**Consegna scritta:** Riporta parola per parola, dal brano sul giurista e la comunicazione, il tratto che va da "Il giurista e" fino a "di assoluta evidenza.".

Il giurista e la comunicazione
La sfida per l’inclusività della comunicazione giuridica non si vince con il solo richiamo alla semplificazione del linguaggio. La posta in gioco è più alta, chiama in causa la relazione del giurista con gli innumerevoli attori sociali della complessità globale e richiede un investimento forte sul piano dei modelli culturali.
Indubbiamente non semplice affrontare – con riflessioni minime e, per quanto possibile, portatrici di senso – il tema dell’informazione giuridica e del ruolo ascrivibile al giurista nel firmamento della comunicazione. Le ragioni di tale difficoltà risiedono in due ordini di considerazioni di assoluta evidenza.
Primo: la natura di per sé comunicativa dell’uomo, che dalle altre forme viventi e senzienti si distingue – come, da Aristotele in poi, usiamo ripetere – per il suo essere soggetto “politico”, ne fa un portatore di modelli di socialità (dalla famiglia sino allo Stato) che si inverano attraverso il linguaggio e la sfera di relazioni che ad esso conseguono.
Secondo: questa naturale, “ontologica” attitudine dell’essere umano rispetto alla dimensione comunicativa ha conosciuto, a partire dalla seconda metà del novecento, una dilatazione elefantiaca senza precedenti nella storia dell’umanità. Complice il moltiplicarsi dei mezzi d’informazione, che dalla carta stampata sono approdati alle onde radiofoniche e televisive sino alla galassia degli apparati tecnologico-digitali, la comunicazione ha assunto nel nostro tempo una pervasività tale che a buon diritto possiamo definire la società attuale come società della comunicazione: nella quale la comunicazione – orale o scritta che sia – avvolge di sé ogni piega del vivere quotidiano e la riflessione su di essa si insinua in ogni sapere che afferisca all’area delle scienze umane e sociali: dalla semiotica alla psicologia, dall’antropologia alla politica e all’economia: sino al diritto.

(Estratti da un dataset di etichettatura di punti)
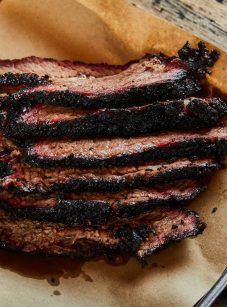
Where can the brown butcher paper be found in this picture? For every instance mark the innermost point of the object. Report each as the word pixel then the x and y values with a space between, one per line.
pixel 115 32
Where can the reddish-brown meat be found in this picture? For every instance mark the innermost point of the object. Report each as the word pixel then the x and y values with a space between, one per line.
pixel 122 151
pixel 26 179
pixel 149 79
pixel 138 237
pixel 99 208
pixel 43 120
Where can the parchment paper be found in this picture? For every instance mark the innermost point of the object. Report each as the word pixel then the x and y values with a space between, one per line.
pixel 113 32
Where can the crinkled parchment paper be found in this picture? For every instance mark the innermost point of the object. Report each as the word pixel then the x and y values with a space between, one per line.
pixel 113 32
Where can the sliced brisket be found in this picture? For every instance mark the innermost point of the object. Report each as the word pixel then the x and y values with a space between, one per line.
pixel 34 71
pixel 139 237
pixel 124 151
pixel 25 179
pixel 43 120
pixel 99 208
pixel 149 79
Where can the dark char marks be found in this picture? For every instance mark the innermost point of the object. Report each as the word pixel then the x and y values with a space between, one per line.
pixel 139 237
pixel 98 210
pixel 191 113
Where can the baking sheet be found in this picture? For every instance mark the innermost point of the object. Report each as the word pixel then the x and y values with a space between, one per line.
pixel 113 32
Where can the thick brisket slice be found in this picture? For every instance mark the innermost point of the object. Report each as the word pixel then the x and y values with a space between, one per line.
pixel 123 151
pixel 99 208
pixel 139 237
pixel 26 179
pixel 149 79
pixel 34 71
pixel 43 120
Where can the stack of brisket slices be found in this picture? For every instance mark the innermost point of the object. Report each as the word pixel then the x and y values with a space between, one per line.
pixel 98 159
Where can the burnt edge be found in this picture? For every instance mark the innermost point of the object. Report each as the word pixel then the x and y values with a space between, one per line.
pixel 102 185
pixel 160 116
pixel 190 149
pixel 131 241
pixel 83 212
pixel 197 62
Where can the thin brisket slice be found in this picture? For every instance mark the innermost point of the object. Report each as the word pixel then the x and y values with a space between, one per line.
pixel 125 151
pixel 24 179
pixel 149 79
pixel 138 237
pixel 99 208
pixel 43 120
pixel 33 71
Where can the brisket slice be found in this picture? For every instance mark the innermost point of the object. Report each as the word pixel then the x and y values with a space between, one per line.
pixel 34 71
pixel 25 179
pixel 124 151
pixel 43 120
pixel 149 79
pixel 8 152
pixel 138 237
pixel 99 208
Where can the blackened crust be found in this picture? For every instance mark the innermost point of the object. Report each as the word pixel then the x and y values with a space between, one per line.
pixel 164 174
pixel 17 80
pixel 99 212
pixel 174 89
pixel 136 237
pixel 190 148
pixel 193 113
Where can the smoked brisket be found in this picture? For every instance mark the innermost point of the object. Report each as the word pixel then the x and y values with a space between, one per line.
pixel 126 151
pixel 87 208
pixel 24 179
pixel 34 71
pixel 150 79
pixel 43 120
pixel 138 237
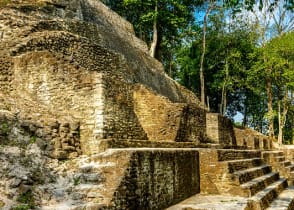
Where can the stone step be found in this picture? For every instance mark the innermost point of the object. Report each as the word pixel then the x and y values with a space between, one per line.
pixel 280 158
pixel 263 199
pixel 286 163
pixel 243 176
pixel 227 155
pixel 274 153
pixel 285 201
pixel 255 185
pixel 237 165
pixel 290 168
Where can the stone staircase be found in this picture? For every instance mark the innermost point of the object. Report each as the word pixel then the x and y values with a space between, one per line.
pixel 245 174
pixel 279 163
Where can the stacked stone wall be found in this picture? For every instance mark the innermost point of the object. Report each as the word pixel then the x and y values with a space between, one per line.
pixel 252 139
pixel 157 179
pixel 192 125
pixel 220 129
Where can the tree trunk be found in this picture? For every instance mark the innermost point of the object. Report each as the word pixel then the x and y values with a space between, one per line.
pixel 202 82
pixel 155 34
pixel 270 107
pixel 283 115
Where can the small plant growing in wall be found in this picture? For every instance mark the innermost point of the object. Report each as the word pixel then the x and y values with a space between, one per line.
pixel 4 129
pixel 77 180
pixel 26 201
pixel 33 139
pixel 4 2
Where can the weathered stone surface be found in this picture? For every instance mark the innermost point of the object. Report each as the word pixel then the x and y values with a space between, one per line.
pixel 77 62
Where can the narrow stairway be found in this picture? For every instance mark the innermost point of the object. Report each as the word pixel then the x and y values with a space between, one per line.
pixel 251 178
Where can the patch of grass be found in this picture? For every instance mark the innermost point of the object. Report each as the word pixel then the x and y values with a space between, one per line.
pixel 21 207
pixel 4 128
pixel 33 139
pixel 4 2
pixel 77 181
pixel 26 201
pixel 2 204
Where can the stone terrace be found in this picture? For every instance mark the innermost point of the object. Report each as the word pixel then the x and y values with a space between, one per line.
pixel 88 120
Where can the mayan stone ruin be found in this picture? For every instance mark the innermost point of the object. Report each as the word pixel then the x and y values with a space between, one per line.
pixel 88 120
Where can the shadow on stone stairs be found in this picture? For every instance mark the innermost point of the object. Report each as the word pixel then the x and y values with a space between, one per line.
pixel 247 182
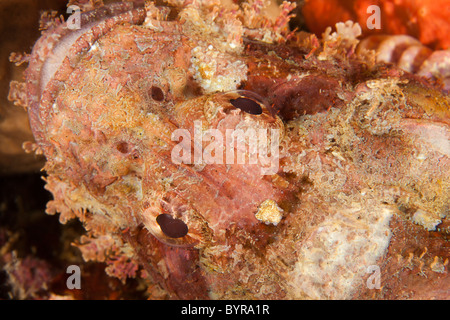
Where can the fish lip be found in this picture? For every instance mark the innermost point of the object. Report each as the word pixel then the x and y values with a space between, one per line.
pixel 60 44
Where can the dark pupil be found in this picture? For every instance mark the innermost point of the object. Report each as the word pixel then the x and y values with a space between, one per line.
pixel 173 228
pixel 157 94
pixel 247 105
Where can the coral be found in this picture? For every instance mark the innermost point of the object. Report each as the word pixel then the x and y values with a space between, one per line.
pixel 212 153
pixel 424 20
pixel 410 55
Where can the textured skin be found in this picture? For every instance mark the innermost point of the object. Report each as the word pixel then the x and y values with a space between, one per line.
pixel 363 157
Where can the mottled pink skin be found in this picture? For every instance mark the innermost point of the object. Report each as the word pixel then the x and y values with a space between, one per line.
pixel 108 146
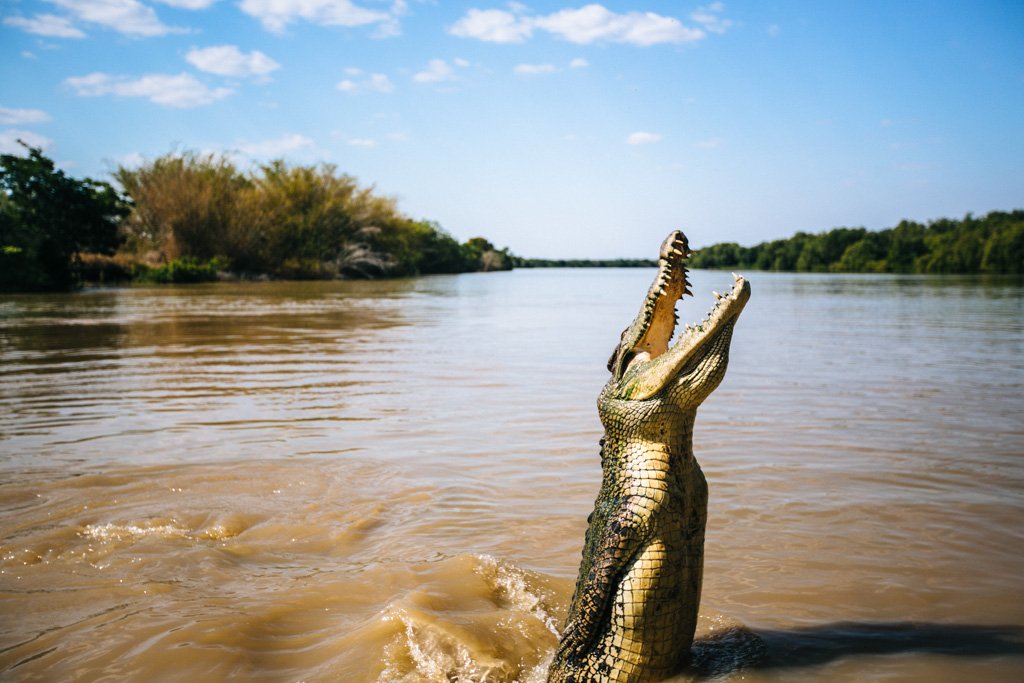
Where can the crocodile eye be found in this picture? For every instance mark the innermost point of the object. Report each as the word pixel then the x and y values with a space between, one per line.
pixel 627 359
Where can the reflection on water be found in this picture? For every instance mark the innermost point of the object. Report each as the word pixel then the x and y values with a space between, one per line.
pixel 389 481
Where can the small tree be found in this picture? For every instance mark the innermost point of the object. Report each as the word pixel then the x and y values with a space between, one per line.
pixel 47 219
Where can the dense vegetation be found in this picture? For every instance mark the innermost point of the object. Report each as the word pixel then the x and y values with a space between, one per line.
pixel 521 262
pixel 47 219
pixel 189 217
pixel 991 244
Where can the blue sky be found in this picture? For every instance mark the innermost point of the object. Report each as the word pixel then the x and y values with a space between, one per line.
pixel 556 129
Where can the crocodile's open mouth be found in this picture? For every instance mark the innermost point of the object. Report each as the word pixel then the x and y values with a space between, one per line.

**Svolgimento:**
Il giurista e la comunicazione
La sfida per l’inclusività della comunicazione giuridica non si vince con il solo richiamo alla semplificazione del linguaggio. La posta in gioco è più alta, chiama in causa la relazione del giurista con gli innumerevoli attori sociali della complessità globale e richiede un investimento forte sul piano dei modelli culturali.
Indubbiamente non semplice affrontare – con riflessioni minime e, per quanto possibile, portatrici di senso – il tema dell’informazione giuridica e del ruolo ascrivibile al giurista nel firmamento della comunicazione. Le ragioni di tale difficoltà risiedono in due ordini di considerazioni di assoluta evidenza.